--- begin ---
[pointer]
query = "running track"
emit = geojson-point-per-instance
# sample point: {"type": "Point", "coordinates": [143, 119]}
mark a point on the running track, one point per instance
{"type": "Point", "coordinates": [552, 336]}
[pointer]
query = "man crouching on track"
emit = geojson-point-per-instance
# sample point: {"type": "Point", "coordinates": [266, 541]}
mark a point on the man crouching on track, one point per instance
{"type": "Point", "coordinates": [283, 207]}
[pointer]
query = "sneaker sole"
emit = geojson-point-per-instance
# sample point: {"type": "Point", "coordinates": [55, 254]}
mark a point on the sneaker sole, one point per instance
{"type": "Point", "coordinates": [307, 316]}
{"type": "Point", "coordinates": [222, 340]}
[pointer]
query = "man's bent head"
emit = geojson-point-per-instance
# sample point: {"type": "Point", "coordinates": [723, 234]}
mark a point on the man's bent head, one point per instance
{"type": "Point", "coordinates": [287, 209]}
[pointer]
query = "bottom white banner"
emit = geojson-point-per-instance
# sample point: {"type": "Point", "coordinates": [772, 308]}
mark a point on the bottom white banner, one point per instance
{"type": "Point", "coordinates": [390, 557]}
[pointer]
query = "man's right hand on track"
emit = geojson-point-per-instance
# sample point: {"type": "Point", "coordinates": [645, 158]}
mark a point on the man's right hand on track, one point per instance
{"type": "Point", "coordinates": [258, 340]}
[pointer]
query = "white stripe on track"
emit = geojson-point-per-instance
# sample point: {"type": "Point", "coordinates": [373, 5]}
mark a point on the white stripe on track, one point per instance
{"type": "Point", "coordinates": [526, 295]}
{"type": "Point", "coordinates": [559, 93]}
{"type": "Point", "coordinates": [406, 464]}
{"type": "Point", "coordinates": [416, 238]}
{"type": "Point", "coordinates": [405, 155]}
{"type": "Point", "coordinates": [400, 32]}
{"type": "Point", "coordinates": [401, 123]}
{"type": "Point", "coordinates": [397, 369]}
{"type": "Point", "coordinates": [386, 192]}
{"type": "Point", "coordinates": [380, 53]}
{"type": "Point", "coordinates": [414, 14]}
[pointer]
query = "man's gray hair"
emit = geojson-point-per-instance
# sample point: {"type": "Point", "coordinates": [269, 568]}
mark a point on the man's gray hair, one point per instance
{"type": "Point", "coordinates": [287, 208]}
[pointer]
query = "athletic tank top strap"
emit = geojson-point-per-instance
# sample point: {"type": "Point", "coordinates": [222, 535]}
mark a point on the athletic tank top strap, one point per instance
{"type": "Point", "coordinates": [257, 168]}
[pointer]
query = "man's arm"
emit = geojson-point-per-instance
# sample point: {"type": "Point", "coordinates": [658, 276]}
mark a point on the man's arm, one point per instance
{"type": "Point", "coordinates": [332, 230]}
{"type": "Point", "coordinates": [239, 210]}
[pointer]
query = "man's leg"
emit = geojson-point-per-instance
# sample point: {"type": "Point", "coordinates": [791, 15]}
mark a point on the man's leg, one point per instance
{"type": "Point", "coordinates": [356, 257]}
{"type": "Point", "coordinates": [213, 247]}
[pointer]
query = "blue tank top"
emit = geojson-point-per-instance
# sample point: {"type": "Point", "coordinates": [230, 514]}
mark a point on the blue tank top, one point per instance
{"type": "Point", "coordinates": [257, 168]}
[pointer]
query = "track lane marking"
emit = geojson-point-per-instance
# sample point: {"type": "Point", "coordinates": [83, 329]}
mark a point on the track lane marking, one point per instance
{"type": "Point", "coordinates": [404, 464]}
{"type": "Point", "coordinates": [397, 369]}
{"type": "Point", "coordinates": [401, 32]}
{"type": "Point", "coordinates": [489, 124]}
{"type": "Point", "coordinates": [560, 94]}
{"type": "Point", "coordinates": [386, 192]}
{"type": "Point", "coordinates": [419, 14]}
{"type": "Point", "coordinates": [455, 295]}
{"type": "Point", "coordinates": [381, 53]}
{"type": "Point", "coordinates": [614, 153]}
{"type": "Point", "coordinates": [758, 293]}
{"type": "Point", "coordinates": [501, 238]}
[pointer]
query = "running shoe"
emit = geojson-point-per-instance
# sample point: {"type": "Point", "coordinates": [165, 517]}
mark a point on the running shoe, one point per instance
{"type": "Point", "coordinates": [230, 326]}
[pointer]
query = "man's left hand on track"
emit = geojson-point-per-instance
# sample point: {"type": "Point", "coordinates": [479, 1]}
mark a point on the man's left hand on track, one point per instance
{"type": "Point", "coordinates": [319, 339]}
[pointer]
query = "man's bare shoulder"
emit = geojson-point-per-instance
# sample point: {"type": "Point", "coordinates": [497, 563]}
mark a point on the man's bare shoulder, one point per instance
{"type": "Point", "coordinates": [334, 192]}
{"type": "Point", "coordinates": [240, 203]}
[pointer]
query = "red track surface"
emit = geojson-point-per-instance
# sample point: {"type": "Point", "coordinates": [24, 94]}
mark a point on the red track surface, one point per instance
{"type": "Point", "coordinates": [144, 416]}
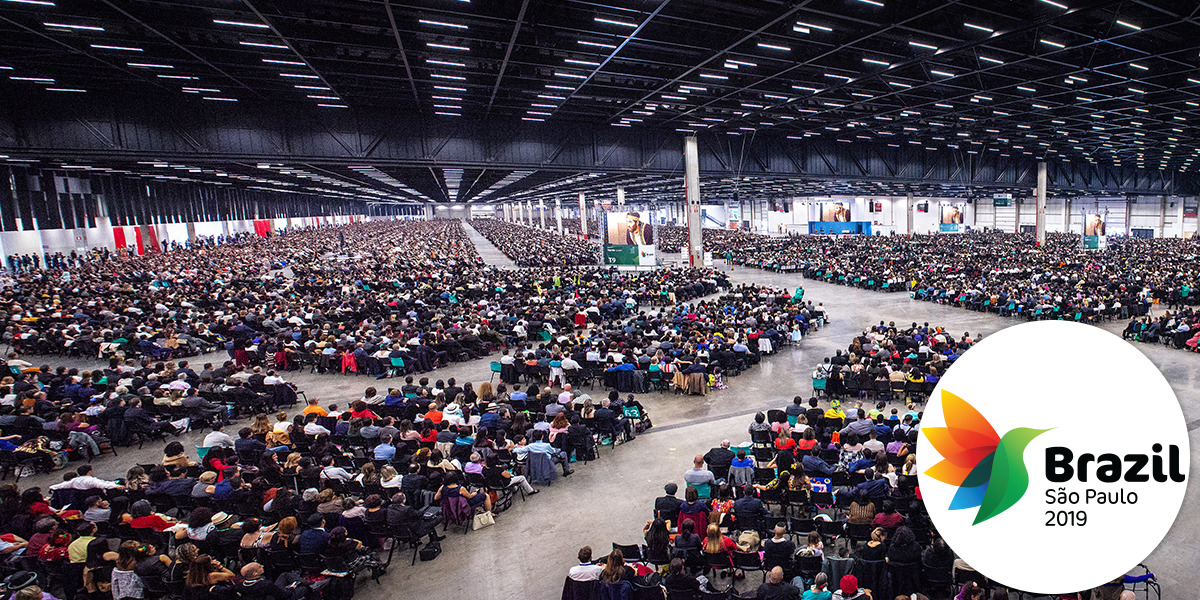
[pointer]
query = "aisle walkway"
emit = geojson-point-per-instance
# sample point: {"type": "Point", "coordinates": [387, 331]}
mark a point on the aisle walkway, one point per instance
{"type": "Point", "coordinates": [491, 255]}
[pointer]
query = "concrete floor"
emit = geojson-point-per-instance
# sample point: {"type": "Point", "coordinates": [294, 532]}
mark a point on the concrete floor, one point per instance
{"type": "Point", "coordinates": [527, 553]}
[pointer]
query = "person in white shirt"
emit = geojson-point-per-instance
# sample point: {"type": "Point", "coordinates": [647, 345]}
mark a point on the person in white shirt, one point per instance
{"type": "Point", "coordinates": [311, 427]}
{"type": "Point", "coordinates": [330, 472]}
{"type": "Point", "coordinates": [180, 383]}
{"type": "Point", "coordinates": [586, 570]}
{"type": "Point", "coordinates": [567, 397]}
{"type": "Point", "coordinates": [217, 438]}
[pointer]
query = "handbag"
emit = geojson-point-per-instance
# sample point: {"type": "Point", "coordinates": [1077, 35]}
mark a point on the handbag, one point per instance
{"type": "Point", "coordinates": [481, 521]}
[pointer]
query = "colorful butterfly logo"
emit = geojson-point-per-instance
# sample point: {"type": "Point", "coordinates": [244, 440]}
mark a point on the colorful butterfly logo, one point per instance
{"type": "Point", "coordinates": [988, 469]}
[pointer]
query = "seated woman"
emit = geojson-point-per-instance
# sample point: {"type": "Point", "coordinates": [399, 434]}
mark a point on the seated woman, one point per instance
{"type": "Point", "coordinates": [862, 510]}
{"type": "Point", "coordinates": [207, 571]}
{"type": "Point", "coordinates": [694, 510]}
{"type": "Point", "coordinates": [876, 547]}
{"type": "Point", "coordinates": [658, 538]}
{"type": "Point", "coordinates": [286, 534]}
{"type": "Point", "coordinates": [454, 486]}
{"type": "Point", "coordinates": [199, 525]}
{"type": "Point", "coordinates": [174, 455]}
{"type": "Point", "coordinates": [145, 519]}
{"type": "Point", "coordinates": [255, 535]}
{"type": "Point", "coordinates": [679, 579]}
{"type": "Point", "coordinates": [888, 517]}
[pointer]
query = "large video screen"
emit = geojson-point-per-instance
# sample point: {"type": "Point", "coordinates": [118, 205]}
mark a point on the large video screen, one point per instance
{"type": "Point", "coordinates": [952, 215]}
{"type": "Point", "coordinates": [629, 229]}
{"type": "Point", "coordinates": [835, 211]}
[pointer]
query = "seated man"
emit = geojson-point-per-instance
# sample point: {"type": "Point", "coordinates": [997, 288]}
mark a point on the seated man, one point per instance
{"type": "Point", "coordinates": [697, 474]}
{"type": "Point", "coordinates": [719, 460]}
{"type": "Point", "coordinates": [403, 517]}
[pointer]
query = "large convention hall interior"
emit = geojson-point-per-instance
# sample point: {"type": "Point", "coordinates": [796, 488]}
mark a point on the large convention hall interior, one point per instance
{"type": "Point", "coordinates": [538, 299]}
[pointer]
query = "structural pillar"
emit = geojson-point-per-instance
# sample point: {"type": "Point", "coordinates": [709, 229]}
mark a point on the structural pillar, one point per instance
{"type": "Point", "coordinates": [909, 215]}
{"type": "Point", "coordinates": [1039, 214]}
{"type": "Point", "coordinates": [1162, 220]}
{"type": "Point", "coordinates": [583, 215]}
{"type": "Point", "coordinates": [691, 192]}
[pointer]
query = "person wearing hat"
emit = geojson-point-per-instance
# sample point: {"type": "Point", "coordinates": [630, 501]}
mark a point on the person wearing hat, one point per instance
{"type": "Point", "coordinates": [23, 586]}
{"type": "Point", "coordinates": [226, 532]}
{"type": "Point", "coordinates": [775, 588]}
{"type": "Point", "coordinates": [257, 587]}
{"type": "Point", "coordinates": [850, 591]}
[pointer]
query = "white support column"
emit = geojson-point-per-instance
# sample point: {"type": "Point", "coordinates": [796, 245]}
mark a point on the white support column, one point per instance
{"type": "Point", "coordinates": [1162, 219]}
{"type": "Point", "coordinates": [1039, 214]}
{"type": "Point", "coordinates": [691, 191]}
{"type": "Point", "coordinates": [583, 215]}
{"type": "Point", "coordinates": [909, 215]}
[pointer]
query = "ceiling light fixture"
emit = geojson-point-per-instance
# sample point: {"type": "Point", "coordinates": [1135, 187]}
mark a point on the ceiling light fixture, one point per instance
{"type": "Point", "coordinates": [809, 25]}
{"type": "Point", "coordinates": [66, 25]}
{"type": "Point", "coordinates": [240, 24]}
{"type": "Point", "coordinates": [263, 45]}
{"type": "Point", "coordinates": [123, 48]}
{"type": "Point", "coordinates": [442, 24]}
{"type": "Point", "coordinates": [615, 22]}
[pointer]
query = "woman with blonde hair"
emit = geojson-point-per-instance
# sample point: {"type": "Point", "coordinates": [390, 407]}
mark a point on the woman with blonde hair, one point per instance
{"type": "Point", "coordinates": [389, 478]}
{"type": "Point", "coordinates": [261, 427]}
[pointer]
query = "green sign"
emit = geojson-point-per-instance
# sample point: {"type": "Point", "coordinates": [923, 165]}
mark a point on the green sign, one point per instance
{"type": "Point", "coordinates": [621, 255]}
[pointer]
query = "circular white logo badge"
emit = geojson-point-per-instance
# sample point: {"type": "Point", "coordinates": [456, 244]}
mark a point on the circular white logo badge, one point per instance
{"type": "Point", "coordinates": [1053, 457]}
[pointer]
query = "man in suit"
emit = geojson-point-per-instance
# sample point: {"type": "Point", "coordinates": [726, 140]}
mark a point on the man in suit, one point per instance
{"type": "Point", "coordinates": [669, 504]}
{"type": "Point", "coordinates": [315, 539]}
{"type": "Point", "coordinates": [402, 517]}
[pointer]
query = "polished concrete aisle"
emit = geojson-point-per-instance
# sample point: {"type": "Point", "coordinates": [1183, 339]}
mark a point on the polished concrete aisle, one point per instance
{"type": "Point", "coordinates": [486, 250]}
{"type": "Point", "coordinates": [526, 555]}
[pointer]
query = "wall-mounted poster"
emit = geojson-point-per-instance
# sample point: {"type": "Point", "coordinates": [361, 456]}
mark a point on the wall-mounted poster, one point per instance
{"type": "Point", "coordinates": [835, 211]}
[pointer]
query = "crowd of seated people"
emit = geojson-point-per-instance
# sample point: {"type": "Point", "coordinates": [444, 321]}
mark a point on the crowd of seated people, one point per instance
{"type": "Point", "coordinates": [889, 361]}
{"type": "Point", "coordinates": [381, 298]}
{"type": "Point", "coordinates": [1175, 328]}
{"type": "Point", "coordinates": [691, 347]}
{"type": "Point", "coordinates": [571, 226]}
{"type": "Point", "coordinates": [534, 246]}
{"type": "Point", "coordinates": [49, 417]}
{"type": "Point", "coordinates": [293, 504]}
{"type": "Point", "coordinates": [1001, 273]}
{"type": "Point", "coordinates": [807, 502]}
{"type": "Point", "coordinates": [817, 504]}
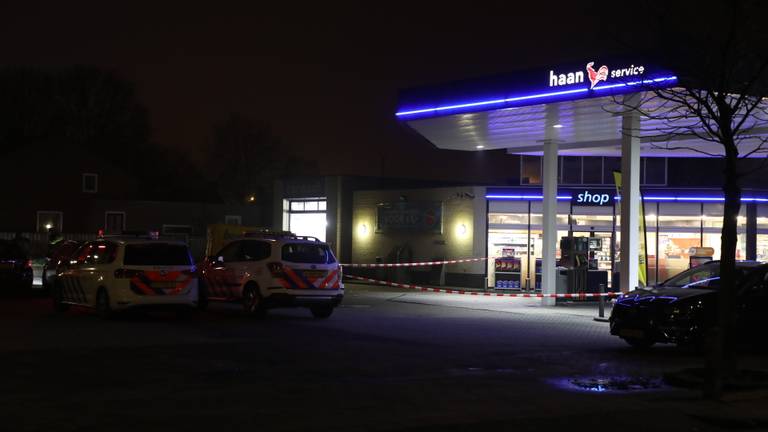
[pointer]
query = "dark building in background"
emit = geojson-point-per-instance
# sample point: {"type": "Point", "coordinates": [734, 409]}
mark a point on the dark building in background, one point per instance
{"type": "Point", "coordinates": [80, 195]}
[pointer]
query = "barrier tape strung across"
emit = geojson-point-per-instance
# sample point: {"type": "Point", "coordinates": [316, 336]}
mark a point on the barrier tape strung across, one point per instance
{"type": "Point", "coordinates": [417, 264]}
{"type": "Point", "coordinates": [482, 293]}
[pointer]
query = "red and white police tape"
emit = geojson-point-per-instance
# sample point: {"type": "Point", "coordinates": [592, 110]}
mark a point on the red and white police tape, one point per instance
{"type": "Point", "coordinates": [483, 293]}
{"type": "Point", "coordinates": [417, 264]}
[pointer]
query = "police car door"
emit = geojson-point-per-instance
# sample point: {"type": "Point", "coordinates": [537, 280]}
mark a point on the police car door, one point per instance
{"type": "Point", "coordinates": [224, 276]}
{"type": "Point", "coordinates": [75, 280]}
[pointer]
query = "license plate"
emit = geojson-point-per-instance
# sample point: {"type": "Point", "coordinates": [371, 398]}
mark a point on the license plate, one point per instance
{"type": "Point", "coordinates": [165, 285]}
{"type": "Point", "coordinates": [314, 274]}
{"type": "Point", "coordinates": [632, 333]}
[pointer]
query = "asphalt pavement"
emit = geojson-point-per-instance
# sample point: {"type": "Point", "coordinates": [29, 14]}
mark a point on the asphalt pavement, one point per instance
{"type": "Point", "coordinates": [387, 360]}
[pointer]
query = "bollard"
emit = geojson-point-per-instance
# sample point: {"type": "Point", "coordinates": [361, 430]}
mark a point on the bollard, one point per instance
{"type": "Point", "coordinates": [601, 302]}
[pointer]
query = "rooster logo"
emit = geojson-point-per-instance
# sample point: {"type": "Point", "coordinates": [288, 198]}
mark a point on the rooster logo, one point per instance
{"type": "Point", "coordinates": [596, 76]}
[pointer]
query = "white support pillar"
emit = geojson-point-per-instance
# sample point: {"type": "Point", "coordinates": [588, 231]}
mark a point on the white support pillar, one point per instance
{"type": "Point", "coordinates": [549, 221]}
{"type": "Point", "coordinates": [630, 196]}
{"type": "Point", "coordinates": [549, 204]}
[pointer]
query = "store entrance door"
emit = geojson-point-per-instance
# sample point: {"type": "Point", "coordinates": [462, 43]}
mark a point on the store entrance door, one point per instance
{"type": "Point", "coordinates": [601, 258]}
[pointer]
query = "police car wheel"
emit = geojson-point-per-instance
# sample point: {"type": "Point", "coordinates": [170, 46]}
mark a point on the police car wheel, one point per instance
{"type": "Point", "coordinates": [252, 302]}
{"type": "Point", "coordinates": [321, 311]}
{"type": "Point", "coordinates": [58, 299]}
{"type": "Point", "coordinates": [103, 309]}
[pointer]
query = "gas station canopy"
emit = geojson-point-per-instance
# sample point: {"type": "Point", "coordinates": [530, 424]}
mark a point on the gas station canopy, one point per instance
{"type": "Point", "coordinates": [514, 112]}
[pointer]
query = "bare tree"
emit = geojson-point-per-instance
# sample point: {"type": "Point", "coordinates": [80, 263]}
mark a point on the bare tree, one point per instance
{"type": "Point", "coordinates": [245, 158]}
{"type": "Point", "coordinates": [718, 108]}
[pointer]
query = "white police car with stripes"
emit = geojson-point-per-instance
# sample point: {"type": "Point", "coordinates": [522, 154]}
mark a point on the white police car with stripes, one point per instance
{"type": "Point", "coordinates": [268, 270]}
{"type": "Point", "coordinates": [122, 272]}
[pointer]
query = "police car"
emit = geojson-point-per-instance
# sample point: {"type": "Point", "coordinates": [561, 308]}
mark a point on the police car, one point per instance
{"type": "Point", "coordinates": [268, 270]}
{"type": "Point", "coordinates": [122, 272]}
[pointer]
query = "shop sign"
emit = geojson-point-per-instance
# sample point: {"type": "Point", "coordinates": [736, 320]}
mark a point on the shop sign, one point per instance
{"type": "Point", "coordinates": [422, 217]}
{"type": "Point", "coordinates": [593, 198]}
{"type": "Point", "coordinates": [595, 76]}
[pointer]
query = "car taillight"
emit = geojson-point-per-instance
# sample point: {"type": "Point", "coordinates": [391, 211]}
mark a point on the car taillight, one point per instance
{"type": "Point", "coordinates": [126, 273]}
{"type": "Point", "coordinates": [276, 269]}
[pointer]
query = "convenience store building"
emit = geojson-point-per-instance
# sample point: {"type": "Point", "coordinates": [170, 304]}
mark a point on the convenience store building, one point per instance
{"type": "Point", "coordinates": [567, 118]}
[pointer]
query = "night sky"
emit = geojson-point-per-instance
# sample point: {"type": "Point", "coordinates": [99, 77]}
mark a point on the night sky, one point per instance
{"type": "Point", "coordinates": [325, 76]}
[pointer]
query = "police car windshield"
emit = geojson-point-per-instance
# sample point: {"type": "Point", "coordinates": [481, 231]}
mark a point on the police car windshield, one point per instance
{"type": "Point", "coordinates": [157, 254]}
{"type": "Point", "coordinates": [11, 251]}
{"type": "Point", "coordinates": [309, 253]}
{"type": "Point", "coordinates": [703, 276]}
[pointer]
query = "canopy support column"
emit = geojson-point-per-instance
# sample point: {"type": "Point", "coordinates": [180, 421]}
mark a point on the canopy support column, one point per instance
{"type": "Point", "coordinates": [549, 210]}
{"type": "Point", "coordinates": [630, 196]}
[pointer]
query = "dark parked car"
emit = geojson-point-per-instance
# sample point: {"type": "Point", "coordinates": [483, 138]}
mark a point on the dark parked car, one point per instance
{"type": "Point", "coordinates": [681, 309]}
{"type": "Point", "coordinates": [56, 260]}
{"type": "Point", "coordinates": [15, 267]}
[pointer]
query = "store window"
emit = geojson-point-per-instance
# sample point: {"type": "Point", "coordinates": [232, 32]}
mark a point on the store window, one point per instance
{"type": "Point", "coordinates": [570, 170]}
{"type": "Point", "coordinates": [610, 164]}
{"type": "Point", "coordinates": [508, 218]}
{"type": "Point", "coordinates": [655, 171]}
{"type": "Point", "coordinates": [762, 247]}
{"type": "Point", "coordinates": [530, 169]}
{"type": "Point", "coordinates": [762, 216]}
{"type": "Point", "coordinates": [306, 217]}
{"type": "Point", "coordinates": [90, 182]}
{"type": "Point", "coordinates": [592, 172]}
{"type": "Point", "coordinates": [679, 231]}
--- end ---
What to work on:
List every line in the records above that contains the string "barrier". Matching is case-sensitive.

Completed task:
query = "barrier tape strung across"
mark a point on the barrier tape strung across, one point per instance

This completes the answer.